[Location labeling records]
•••
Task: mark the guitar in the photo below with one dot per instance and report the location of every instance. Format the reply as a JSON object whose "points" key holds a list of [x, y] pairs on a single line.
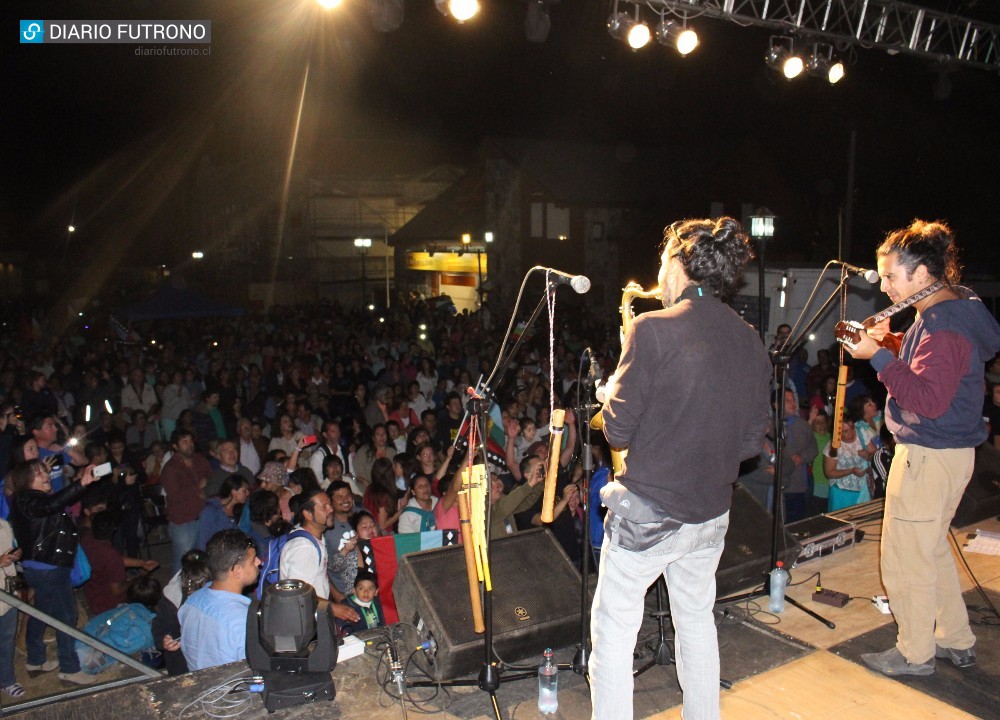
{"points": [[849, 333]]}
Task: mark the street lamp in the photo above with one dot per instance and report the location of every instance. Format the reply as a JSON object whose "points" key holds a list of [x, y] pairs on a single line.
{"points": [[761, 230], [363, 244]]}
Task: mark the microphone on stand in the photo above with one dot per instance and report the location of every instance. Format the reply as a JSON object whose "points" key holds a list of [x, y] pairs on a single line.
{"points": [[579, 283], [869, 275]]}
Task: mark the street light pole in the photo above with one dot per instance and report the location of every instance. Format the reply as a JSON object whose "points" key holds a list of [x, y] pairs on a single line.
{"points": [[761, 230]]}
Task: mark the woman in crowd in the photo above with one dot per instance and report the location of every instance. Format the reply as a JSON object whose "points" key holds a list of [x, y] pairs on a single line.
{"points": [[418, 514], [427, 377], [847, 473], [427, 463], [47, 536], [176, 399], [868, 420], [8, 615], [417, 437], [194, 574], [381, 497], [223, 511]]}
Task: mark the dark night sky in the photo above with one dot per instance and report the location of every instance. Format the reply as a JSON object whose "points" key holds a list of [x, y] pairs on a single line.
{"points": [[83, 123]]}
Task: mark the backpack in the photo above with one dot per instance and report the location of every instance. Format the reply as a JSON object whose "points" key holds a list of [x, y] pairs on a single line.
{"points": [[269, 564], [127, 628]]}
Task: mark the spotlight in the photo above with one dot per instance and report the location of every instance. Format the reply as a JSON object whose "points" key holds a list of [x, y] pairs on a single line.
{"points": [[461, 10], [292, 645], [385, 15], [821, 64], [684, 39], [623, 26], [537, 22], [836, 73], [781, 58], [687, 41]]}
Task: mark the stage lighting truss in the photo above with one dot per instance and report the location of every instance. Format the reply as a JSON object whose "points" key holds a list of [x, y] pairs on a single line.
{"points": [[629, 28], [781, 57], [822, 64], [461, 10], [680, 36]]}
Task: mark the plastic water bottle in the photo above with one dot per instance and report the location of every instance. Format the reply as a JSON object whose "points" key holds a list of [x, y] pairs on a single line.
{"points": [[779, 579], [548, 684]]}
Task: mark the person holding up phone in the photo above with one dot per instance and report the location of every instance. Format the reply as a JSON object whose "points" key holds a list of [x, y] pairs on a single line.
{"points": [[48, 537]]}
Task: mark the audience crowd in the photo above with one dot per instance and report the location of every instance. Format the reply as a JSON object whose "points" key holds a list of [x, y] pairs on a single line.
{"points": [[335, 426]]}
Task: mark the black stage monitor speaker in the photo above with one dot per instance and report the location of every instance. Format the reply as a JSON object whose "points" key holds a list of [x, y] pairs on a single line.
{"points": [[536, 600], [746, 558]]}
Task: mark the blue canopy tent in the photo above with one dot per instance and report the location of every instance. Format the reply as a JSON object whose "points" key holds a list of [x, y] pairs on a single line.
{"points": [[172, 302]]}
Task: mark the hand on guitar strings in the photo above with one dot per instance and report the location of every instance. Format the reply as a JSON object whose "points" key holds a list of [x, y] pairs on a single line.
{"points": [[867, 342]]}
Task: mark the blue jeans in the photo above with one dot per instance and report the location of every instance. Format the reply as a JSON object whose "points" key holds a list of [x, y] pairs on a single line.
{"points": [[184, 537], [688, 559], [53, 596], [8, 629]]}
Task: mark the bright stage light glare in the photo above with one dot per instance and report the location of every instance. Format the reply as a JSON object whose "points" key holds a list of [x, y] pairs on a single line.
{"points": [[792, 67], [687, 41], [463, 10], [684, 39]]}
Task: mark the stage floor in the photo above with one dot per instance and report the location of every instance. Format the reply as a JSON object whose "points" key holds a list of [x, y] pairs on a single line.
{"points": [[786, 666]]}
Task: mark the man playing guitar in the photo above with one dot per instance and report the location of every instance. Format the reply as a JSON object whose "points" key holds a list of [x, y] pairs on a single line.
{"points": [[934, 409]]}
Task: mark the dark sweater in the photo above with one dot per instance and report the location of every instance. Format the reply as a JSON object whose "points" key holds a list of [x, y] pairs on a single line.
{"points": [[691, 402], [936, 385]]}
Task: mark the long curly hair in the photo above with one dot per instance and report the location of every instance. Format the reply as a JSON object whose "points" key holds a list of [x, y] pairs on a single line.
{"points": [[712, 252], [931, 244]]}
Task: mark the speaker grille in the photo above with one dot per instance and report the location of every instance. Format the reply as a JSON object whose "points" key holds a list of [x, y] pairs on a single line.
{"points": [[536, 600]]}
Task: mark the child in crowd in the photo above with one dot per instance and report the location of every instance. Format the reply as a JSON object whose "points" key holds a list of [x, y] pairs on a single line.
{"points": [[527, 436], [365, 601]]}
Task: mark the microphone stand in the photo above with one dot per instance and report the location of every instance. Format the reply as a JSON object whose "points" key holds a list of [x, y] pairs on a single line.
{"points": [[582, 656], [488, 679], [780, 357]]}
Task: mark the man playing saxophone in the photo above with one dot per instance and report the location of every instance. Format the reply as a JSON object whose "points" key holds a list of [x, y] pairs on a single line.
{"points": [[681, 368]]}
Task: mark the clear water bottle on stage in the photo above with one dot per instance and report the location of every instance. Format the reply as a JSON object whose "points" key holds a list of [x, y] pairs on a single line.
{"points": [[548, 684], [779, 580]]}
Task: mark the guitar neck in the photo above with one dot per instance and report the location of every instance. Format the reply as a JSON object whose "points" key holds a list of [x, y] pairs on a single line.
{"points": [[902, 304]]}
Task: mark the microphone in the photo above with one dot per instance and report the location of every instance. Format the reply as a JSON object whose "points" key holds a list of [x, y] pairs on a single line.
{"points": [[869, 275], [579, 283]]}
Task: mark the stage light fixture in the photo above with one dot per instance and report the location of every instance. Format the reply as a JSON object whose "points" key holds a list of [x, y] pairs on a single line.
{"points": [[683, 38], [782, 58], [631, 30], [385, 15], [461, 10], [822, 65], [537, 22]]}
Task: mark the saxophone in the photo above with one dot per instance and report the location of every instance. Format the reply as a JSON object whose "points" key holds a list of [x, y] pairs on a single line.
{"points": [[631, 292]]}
•••
Problem to solve – Copy the entries above faithfully and omit every image.

Reply –
Task: mark the guitar in the photo below with one dot per instance and report the location of every instance. Format the reply as a JSON object whose "points" key holds a list of [x, y] pairs on a single line.
{"points": [[849, 333]]}
Task: mark the street lamp in the photo above with one dot per instance and report the location of every instance. Format the reply as a JSON object whose "points" key holds a list of [x, y] pairs on a single line.
{"points": [[761, 230], [363, 244]]}
Task: mark the microphone on stand in the photo above with one dot per instance and report the location of every instance. Format the reply as a JSON object whose "points" key holds a list of [x, y] pairs on a single line.
{"points": [[579, 283], [869, 275]]}
Task: mark the street light pole in the photo above with one dot per instance and report the location of every instance. Format the reply as a JSON object whose "points" key holds a list of [x, y] pairs on a single line.
{"points": [[761, 230]]}
Task: mark the woman in crowd in the photo above with one dot per instance and report the location of every instance. Format the reply as a JSON object whose "points" key holds a list of [x, y] pairs on a single line.
{"points": [[418, 514], [427, 377], [847, 473], [427, 463], [47, 536], [176, 399], [868, 420], [8, 615], [417, 437], [194, 574], [381, 497], [223, 511]]}
Task: mark the dark night sky in the photo above with one dot per instance and report the location of every instance. Format the reply as a JSON object whose "points" key holds a list of [x, y] pairs on a single line.
{"points": [[83, 123]]}
Task: mark the backpack in the photo above with one dot per instance and report the location of every instance. Format the reply as a JSON object whose "points" key holds a list of [x, y] pairs on a single line.
{"points": [[269, 564], [127, 628]]}
Task: mark the spotlight in the photo above with one dot per instance and report the location of every instance. Format the reply as a JSON object whose "points" key holds a list of [x, y] pairs on a single line.
{"points": [[461, 10], [292, 645], [385, 15], [821, 64], [684, 39], [623, 26], [537, 22], [836, 73], [781, 58], [687, 41]]}
Task: mark the stage lighting truss in the photo above with one dot per instance and report the location of every instance. Format the reply as a JSON object whose "points" key holds a list of [x, y] pairs on a single line.
{"points": [[629, 28], [781, 57], [822, 64], [461, 10], [680, 36]]}
Task: mark the plastic water bottle in the photo above with one dot per instance and report the location of every instance. Format the reply as a JSON object whose "points" key holds a list of [x, y] pairs on a single line.
{"points": [[779, 579], [548, 684]]}
Task: mark the person holding up phone in the photo above with one dot per instance and report the location of every instance. Format the reply as a JSON object whose "points" key holds a list of [x, y] pairs on a single line.
{"points": [[48, 537]]}
Task: mark the audience crowd in the photo above with one dot per instance and report the location of every instance. Format the reply as a JSON object whose "points" key holds a list of [x, y] pairs on a single line.
{"points": [[335, 426]]}
Task: mark the black stage monitor speaker in the photo above with one dot per instance and report the location of every instance. Format the reply as a JSON object whose "points" key holds a list of [x, y] pairs on a single line.
{"points": [[536, 600], [746, 558]]}
Task: mark the blue canopy tent in the photo above with one dot per instance and report the location of every instance. Format the reply as a JSON object whose "points" key holds a list of [x, y] pairs on a single line.
{"points": [[172, 302]]}
Task: mark the hand on guitar strings in the photo above with one dot per instance and report the location of every instance. Format the reply as a JSON object whose "points" key holds a list of [x, y] pairs on a single line.
{"points": [[867, 342]]}
Task: mark the blue jeans in the photo above with one dot per instance and report the location of every instance. Format the reply as a JSON object whose "points" key holds a list of [x, y] pairs on a single line.
{"points": [[184, 537], [688, 559], [53, 596], [8, 629]]}
Task: mark the bright stage light glare in the photo above with one dot per instance and report the location of every instance. Format the reply as a JSON object whose "points" key holds a list of [x, y] pairs on a single line.
{"points": [[792, 67], [687, 41], [463, 10], [684, 39]]}
Task: mark the stage floor in the photo above with one dot per instance and report the location of every instance. Format the reply as a JSON object whose "points" key holds a list of [x, y] pairs on a single line.
{"points": [[786, 666]]}
Task: mark the man playing guitar in the photo above with one dot per instance and report the location of every instance. Format the reply as a JSON object whose "points" key holds a list of [x, y] pairs on a single line.
{"points": [[934, 409]]}
Task: mark the dark sweater in the photo above with one dot per instance and report the location of every instance. Format the reply as a JSON object whose "points" key holds a list of [x, y] pairs on a single line.
{"points": [[691, 402], [936, 385]]}
Task: mark the long curly hair in the photo above with one dot per instance and report the location of every instance. Format the reply as a JSON object whose "points" key holds a list of [x, y] pairs on a single line.
{"points": [[712, 252], [931, 244]]}
Task: mark the speaker grille in the photo above with one dot per instance and report the location of every instance. Format the reply as a JSON object whose "points" key holds a list of [x, y] pairs on a single line.
{"points": [[536, 600]]}
Task: mark the child in crowd in the photo above with one dot per instance and report the location of every instance. Format the reply as a JSON object whose "points" key holds a list of [x, y] pairs on a single line.
{"points": [[527, 436], [365, 601]]}
Task: mark the microphone stand in the photo above with one dot per instance and report the location of every instance. Format the reply as a JSON object whose "points" key holds a list of [x, y] pairs on a single line.
{"points": [[582, 656], [488, 679], [780, 357]]}
Task: mark the man playing saxophone in the photo above with one dot per instance and report the location of every instance. Format the reply as a JSON object whose "points" key holds a list of [x, y] pairs on a single line.
{"points": [[681, 368]]}
Task: mark the clear water bottle on stage in the photo above with one dot per instance and report the location of every instance. Format the reply as a JSON object whose "points" key holds a list of [x, y] pairs on a single line.
{"points": [[548, 684], [779, 580]]}
Task: mark the guitar neck in the photo above with one dot per instance and report the location of every instance. Format the reply as a JSON object whose "points" key holds a list of [x, y] pairs on a single line.
{"points": [[902, 304]]}
Task: mark the microphone in the photo above with one dot per instance and report the location of every instance. Format the reply as a JSON object whose "points" key holds a list of [x, y] pairs on a single line.
{"points": [[869, 275], [579, 283]]}
Task: mark the stage light fixture in the photo above with one dot per instance and report the location of every instance. Format the reply as a JSON object whose "points" key holds a list of [x, y] pairs on a single line.
{"points": [[683, 38], [782, 58], [631, 30], [385, 15], [461, 10], [822, 65], [537, 22]]}
Task: mark the saxophone in the photo above with one dot per instance and report the location of every instance. Format the reply as a JSON object whose "points" key holds a list of [x, y] pairs on a single line.
{"points": [[631, 292]]}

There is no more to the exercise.